• [Prompt A] Summarize the forum thread about the wood burning boiler in three sentences.

• [Excerpted passage]
------------------------------------------------------------------------
# Manual/ Franks piping wood burning boiler



## brina (Jan 31, 2011)

Does any one have a owners manual for a Franks piping wood burning boiler? Having trouble w/ hooking up the plumbing! need diagrams or something.


----------



## Singed Eyebrows (Jan 31, 2011)

brina said:
			
		

> Does any one have a owners manual for a Franks piping wood burning boiler? Having trouble w/ hooking up the plumbing! need diagrams or something.


If you post pictures we should be able to post some diagrams for you. Do not leave out the air intake flap, just to make sure this is correct also. This appeared to be just a conventional natural draft boiler on the Ebay boiler that I saw. I lost track, did you buy this off Ebay?, Randy


----------



## Fsappo (Jan 31, 2011)

Woot, I made a boiler!


----------



## brina (Feb 1, 2011)

Will do I will get some pics posted here with in the next couple of days. Yes it was bought  off Ebay from a guy in New Hampshire.  I guess he rebuilds them or something like that. My Husband would know more he was the won who did all the talking and purchasing.


----------



## Singed Eyebrows (Feb 1, 2011)

When you do that we'll get on "Franks" for not giving you a manual with your boiler, lol./// That Ebay seller has a great rep. & seems to thouroughly go over his boilers, Randy


----------
------------------------------------------------------------------------
Image point annotation rows
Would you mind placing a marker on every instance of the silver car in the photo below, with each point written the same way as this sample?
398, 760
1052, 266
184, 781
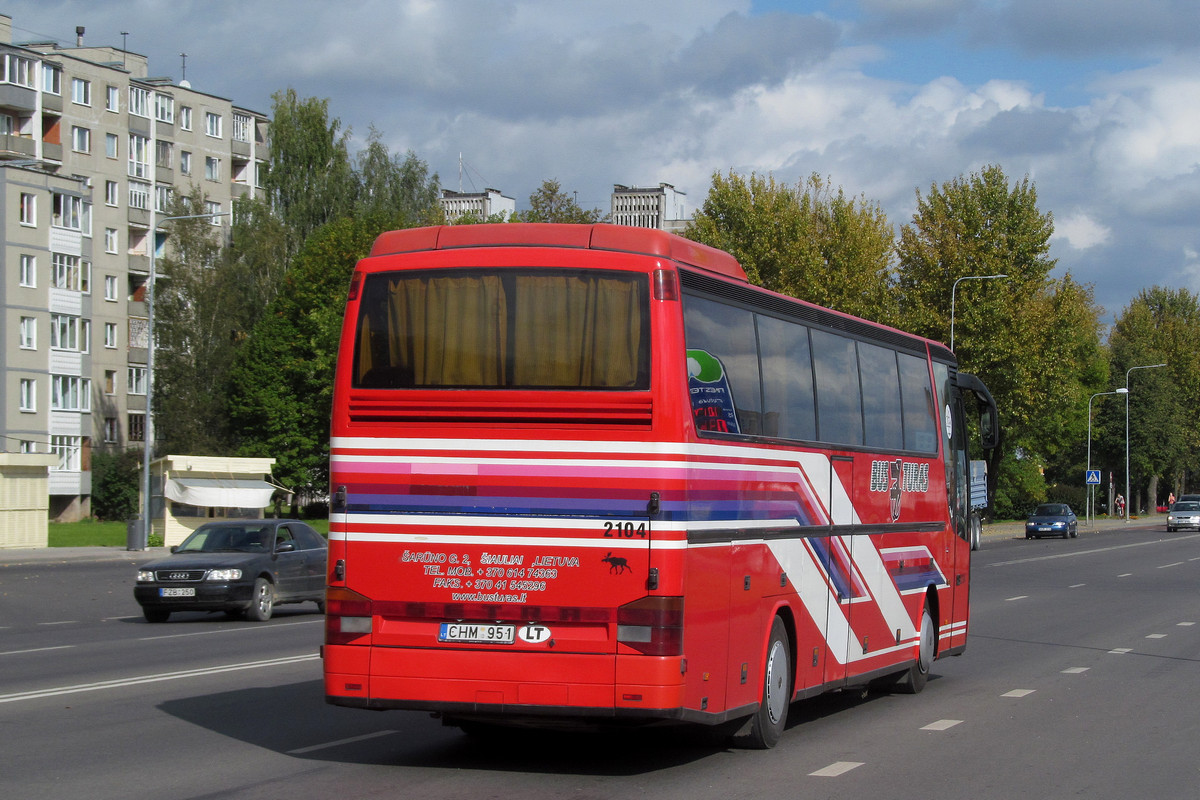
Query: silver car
1185, 513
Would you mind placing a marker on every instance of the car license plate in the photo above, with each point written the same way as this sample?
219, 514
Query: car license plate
477, 633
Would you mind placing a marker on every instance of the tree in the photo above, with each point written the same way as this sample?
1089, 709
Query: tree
310, 180
282, 379
1161, 325
1033, 340
809, 241
549, 203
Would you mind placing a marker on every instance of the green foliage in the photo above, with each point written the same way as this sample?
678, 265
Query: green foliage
1033, 340
282, 379
809, 241
549, 203
114, 483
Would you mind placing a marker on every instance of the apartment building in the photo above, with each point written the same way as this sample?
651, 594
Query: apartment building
91, 151
660, 206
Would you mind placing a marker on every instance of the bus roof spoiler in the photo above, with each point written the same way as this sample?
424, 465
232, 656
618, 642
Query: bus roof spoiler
645, 241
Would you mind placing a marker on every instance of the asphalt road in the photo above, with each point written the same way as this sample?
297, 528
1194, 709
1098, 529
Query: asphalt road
1080, 679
------------------------------------------------------------------------
• [Prompt B] Rewrite the rows from the line that has "of the asphalt" through the end of the rows, with "asphalt road" changed to "paved road" and everything else unchanged.

• [Full solution A] A forum user asks whether anyone has an owner's manual for a Franks piping wood burning boiler, citing trouble hooking up the plumbing. Another user offers to post diagrams if pictures are posted and asks whether the boiler was bought off Ebay. The original poster confirms it came off Ebay from a seller in New Hampshire and promises pictures within a couple of days, and the reply notes that the seller has a great reputation.

• [Full solution B]
Would you mind placing a marker on every instance of the paved road in the photo above, with each point written the same way as this sample?
297, 528
1194, 709
1098, 529
Query: paved road
1080, 679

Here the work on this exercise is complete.